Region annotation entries

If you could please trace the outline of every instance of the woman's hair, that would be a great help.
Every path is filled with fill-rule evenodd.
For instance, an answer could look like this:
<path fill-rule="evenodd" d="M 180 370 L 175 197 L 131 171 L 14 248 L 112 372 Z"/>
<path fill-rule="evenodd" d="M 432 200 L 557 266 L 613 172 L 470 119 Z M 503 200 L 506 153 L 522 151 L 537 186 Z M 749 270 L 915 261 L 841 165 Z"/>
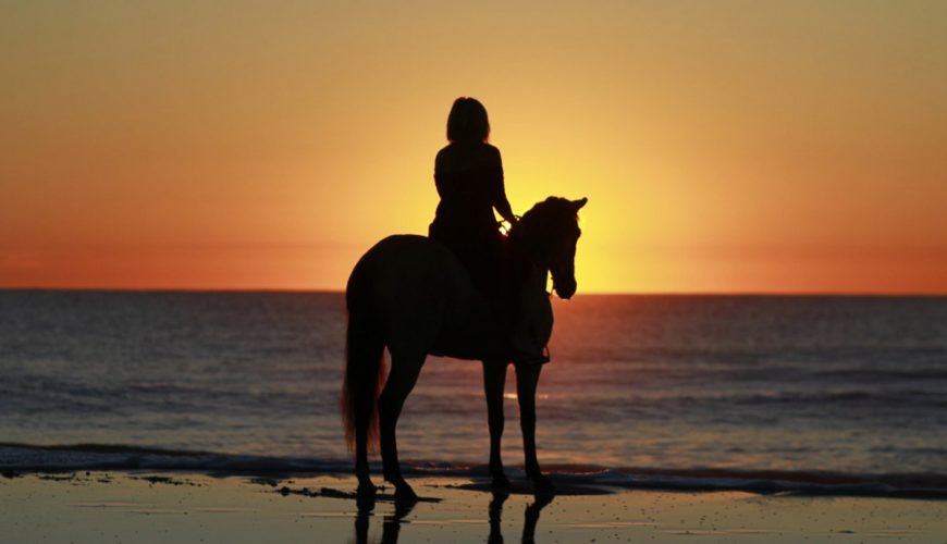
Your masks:
<path fill-rule="evenodd" d="M 454 100 L 447 115 L 447 140 L 470 143 L 487 141 L 490 137 L 490 121 L 487 108 L 476 98 L 460 97 Z"/>

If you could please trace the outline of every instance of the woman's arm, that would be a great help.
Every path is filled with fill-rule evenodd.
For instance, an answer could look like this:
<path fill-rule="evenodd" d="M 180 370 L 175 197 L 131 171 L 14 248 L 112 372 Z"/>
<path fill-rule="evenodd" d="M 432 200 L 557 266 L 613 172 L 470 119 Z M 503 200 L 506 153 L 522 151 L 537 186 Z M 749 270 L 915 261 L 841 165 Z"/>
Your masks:
<path fill-rule="evenodd" d="M 496 212 L 500 213 L 500 217 L 509 221 L 511 223 L 516 222 L 516 215 L 513 214 L 513 208 L 509 206 L 509 200 L 506 198 L 506 187 L 503 184 L 503 161 L 500 158 L 500 150 L 493 148 L 496 151 L 496 165 L 492 169 L 493 174 L 493 207 L 496 208 Z"/>

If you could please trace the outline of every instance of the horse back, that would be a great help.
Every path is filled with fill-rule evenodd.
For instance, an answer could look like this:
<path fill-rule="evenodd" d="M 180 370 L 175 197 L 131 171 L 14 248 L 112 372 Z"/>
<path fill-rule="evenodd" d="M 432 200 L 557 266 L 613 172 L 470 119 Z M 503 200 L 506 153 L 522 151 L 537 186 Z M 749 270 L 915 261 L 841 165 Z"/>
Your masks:
<path fill-rule="evenodd" d="M 369 249 L 348 279 L 346 304 L 349 319 L 379 320 L 390 349 L 404 344 L 480 358 L 489 341 L 489 316 L 469 275 L 450 249 L 425 236 L 389 236 Z"/>

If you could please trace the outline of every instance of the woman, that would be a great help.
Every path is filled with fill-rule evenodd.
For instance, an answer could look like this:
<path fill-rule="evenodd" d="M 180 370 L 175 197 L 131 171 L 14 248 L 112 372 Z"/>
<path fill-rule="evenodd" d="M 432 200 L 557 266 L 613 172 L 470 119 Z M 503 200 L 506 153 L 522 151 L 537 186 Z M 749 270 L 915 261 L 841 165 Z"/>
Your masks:
<path fill-rule="evenodd" d="M 513 359 L 520 363 L 542 363 L 549 361 L 544 354 L 549 338 L 546 325 L 552 326 L 551 310 L 546 309 L 549 299 L 526 300 L 506 293 L 503 240 L 493 210 L 511 225 L 516 223 L 516 215 L 503 186 L 500 150 L 487 143 L 489 137 L 490 122 L 483 104 L 469 97 L 455 100 L 447 115 L 450 144 L 434 160 L 434 183 L 441 202 L 429 235 L 454 251 L 470 273 L 474 285 L 507 320 L 507 326 L 513 329 Z M 544 287 L 545 275 L 540 292 Z M 534 333 L 537 325 L 539 334 Z M 534 337 L 543 339 L 534 341 Z"/>
<path fill-rule="evenodd" d="M 447 115 L 447 147 L 434 161 L 434 183 L 441 202 L 430 237 L 451 248 L 488 295 L 501 289 L 501 244 L 495 208 L 511 224 L 516 217 L 503 186 L 500 150 L 487 143 L 487 109 L 475 98 L 460 97 Z"/>

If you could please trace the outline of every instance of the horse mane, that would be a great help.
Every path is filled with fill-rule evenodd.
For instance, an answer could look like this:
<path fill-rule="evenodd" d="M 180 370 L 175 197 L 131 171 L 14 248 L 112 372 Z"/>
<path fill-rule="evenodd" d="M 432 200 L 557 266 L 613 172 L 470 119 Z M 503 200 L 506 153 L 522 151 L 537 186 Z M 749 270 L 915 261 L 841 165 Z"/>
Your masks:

## TASK REQUIREMENTS
Swap "outline" for "boundary" in the lines running from the start of the items through the line containing "454 100 L 447", both ends included, and leave everything else as it is. Omit the pictures from your answer.

## EXERCISE OUTPUT
If you could please trace the boundary of every instance of the woman's hair, that would be a great help.
Every path is filled with fill-rule evenodd.
For instance, an answer could look like this:
<path fill-rule="evenodd" d="M 180 370 L 175 197 L 131 171 L 14 248 L 112 372 Z"/>
<path fill-rule="evenodd" d="M 432 200 L 557 266 L 613 172 L 470 119 Z M 503 200 L 506 153 L 522 151 L 537 186 Z M 749 270 L 915 261 L 841 165 Z"/>
Your masks:
<path fill-rule="evenodd" d="M 454 100 L 447 115 L 447 140 L 470 143 L 487 141 L 490 137 L 490 121 L 487 108 L 476 98 L 460 97 Z"/>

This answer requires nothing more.